What is needed: Continue the forum thread about finding an affordable immigration lawyer for an O-1 visa, starting right after its final line.

*** Document excerpt Section Begins ***

# immigration lawyer for 01 visas who dont cost a bloody fortune??



## orangesky (Jun 12, 2009)

Hi there,

Does anyone have any experince of working with a good immigration lawyer whos expertise is in getting 01 actors visas??? Any one you reccomend that dosent cost a bloody fortune, as have had a good recommendation who says i can qualify for a 3 year visa, but the cost is £6000!!!! is this a normal price and what i should be expecting to pay??? as dont wanna get ripped off!!

cheers

help appreciated before i give my money away!!!


----------



## Fatbrit (May 8, 2008)

*** Document excerpt Section Ends ***
*** Raw data Section Begins ***

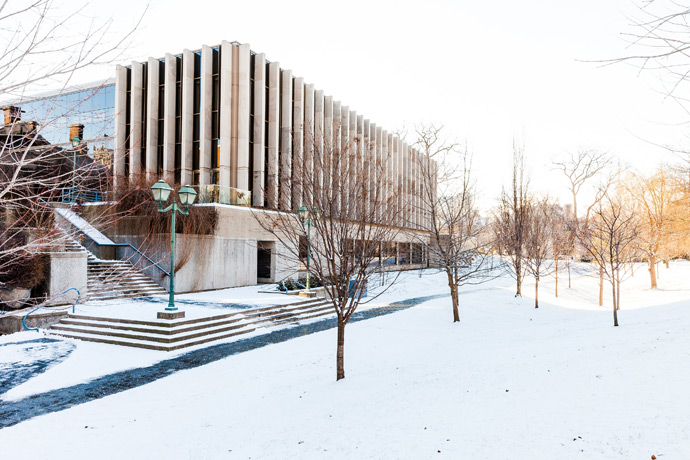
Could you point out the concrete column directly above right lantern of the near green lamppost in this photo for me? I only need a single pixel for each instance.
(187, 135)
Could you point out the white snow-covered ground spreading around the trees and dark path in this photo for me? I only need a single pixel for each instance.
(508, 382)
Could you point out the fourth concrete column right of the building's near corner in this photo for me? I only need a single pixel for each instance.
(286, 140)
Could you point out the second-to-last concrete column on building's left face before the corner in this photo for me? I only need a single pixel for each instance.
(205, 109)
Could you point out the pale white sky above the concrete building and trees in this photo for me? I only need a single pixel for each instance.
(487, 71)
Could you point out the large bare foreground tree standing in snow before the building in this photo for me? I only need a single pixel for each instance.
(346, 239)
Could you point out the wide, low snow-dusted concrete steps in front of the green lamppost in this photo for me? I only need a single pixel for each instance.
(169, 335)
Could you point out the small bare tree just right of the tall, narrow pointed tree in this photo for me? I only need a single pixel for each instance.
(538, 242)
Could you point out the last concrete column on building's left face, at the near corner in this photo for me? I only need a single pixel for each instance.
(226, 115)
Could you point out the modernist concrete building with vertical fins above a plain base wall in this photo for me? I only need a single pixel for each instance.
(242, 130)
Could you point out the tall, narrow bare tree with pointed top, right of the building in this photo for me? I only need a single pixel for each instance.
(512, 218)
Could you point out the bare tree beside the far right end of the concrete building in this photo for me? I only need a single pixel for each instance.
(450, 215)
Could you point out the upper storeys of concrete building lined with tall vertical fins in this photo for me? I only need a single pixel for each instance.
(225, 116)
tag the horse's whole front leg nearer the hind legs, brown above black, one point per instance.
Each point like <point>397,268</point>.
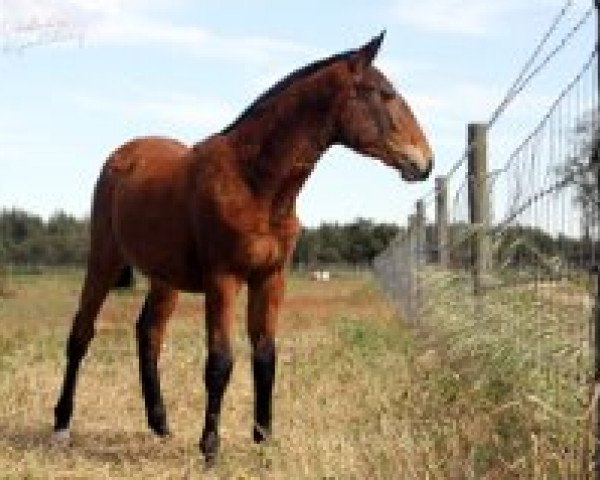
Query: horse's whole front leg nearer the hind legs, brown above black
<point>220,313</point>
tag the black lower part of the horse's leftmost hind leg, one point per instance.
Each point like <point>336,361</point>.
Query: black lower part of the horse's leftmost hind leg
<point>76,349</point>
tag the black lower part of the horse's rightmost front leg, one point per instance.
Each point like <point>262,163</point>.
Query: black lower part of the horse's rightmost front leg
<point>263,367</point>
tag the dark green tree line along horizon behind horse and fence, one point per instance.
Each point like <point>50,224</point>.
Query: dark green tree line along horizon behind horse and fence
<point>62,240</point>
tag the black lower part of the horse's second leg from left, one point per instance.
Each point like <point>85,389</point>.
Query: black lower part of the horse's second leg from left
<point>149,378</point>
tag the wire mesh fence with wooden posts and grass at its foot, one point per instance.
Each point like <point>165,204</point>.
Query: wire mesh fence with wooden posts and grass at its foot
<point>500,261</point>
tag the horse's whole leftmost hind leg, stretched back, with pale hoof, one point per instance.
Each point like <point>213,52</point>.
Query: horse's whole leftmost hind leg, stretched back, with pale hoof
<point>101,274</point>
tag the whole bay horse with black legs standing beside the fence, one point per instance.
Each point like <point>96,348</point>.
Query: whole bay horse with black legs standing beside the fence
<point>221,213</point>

*** Raw data Section Ends ***

Exercise response:
orangesky said:


> Hi there,
> 
> Does anyone have any experince of working with a good immigration lawyer whos expertise is in getting 01 actors visas??? Any one you reccomend that dosent cost a bloody fortune, as have had a good recommendation who says i can qualify for a 3 year visa, but the cost is £6000!!!! is this a normal price and what i should be expecting to pay??? as dont wanna get ripped off!!
> 
> ...


Sounds about right to me, price wise. Ask for references -- successful similar cases. Google their name. Check their standing with the state bar association and AILA.


----------



## orangesky (Jun 12, 2009)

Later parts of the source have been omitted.